> [Source]
>> Start

Each Holder shall be entitled to the whole number of votes equal to the number of shares of Common Stock into which such Holder’s Series A Preferred Stock would be convertible on the record date for the vote or consent of stockholders at a conversion price of $1.04 per share of Common Stock rounded to the nearest whole share (subject to the limitations on conversion set forth in the Certificate of Designations), and shall otherwise have voting rights and powers equal to the voting rights and powers of the Common Stock to the fullest extent permitted by applicable law, including, for the avoidance of doubt, with respect to the election of the Company’s directors.

>> End

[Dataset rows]
>> Start

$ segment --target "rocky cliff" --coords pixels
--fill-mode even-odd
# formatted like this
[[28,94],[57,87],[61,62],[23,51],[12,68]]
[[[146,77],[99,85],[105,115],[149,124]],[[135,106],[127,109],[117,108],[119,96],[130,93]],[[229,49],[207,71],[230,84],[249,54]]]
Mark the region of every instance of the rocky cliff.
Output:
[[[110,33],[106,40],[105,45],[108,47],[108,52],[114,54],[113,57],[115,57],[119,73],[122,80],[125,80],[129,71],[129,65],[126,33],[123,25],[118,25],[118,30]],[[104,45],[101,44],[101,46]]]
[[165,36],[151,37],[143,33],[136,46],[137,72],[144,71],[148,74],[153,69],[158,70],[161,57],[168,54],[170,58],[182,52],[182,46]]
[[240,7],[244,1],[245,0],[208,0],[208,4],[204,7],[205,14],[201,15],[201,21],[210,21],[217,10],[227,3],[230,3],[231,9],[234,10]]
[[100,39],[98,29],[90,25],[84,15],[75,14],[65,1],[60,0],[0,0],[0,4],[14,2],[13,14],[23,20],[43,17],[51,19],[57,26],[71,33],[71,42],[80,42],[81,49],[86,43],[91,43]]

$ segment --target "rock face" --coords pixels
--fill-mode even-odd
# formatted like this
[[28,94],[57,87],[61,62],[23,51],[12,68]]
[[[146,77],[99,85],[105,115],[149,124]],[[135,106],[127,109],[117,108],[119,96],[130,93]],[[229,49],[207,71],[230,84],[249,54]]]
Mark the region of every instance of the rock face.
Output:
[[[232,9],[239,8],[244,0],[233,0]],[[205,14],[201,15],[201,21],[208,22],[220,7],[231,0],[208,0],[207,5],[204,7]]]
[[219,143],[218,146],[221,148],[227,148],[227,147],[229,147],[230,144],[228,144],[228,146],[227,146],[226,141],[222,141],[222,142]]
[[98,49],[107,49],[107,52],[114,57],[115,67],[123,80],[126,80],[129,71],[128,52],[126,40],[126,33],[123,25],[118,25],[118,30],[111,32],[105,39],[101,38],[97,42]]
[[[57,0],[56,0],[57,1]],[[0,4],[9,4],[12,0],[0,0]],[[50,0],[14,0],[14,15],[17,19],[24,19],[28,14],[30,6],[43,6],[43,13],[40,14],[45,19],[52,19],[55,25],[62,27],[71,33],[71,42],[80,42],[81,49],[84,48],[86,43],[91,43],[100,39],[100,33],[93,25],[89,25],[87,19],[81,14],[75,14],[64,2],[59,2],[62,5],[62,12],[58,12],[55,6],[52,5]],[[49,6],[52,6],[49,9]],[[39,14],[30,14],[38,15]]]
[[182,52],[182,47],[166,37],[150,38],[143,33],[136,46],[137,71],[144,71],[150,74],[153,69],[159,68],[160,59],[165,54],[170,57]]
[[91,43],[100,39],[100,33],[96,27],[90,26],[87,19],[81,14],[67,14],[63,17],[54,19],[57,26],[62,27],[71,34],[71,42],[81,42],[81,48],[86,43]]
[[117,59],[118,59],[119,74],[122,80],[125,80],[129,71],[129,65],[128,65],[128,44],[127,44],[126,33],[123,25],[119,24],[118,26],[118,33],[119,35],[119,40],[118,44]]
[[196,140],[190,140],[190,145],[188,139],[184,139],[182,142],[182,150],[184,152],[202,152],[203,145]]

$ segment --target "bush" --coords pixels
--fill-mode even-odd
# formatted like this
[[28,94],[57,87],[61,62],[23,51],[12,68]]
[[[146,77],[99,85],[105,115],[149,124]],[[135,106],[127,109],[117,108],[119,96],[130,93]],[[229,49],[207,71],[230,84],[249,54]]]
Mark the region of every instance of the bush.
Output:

>> End

> [Direction]
Decide whether each statement agrees with the voting-rights passage, answering yes or no and quoting the words of the passage that decide it. 1. Votes are calculated using a conversion price of $1.04 per share of Common Stock. 2. Fractional votes are kept rather than rounded. 3. Holders have no vote in the election of the Company's directors. This material comes from a separate source.

> [Exercise output]
1. Yes: "at a conversion price of $1.04 per share of Common Stock"
2. No: "rounded to the nearest whole share"
3. No: "including, for the avoidance of doubt, with respect to the election of the Company’s directors"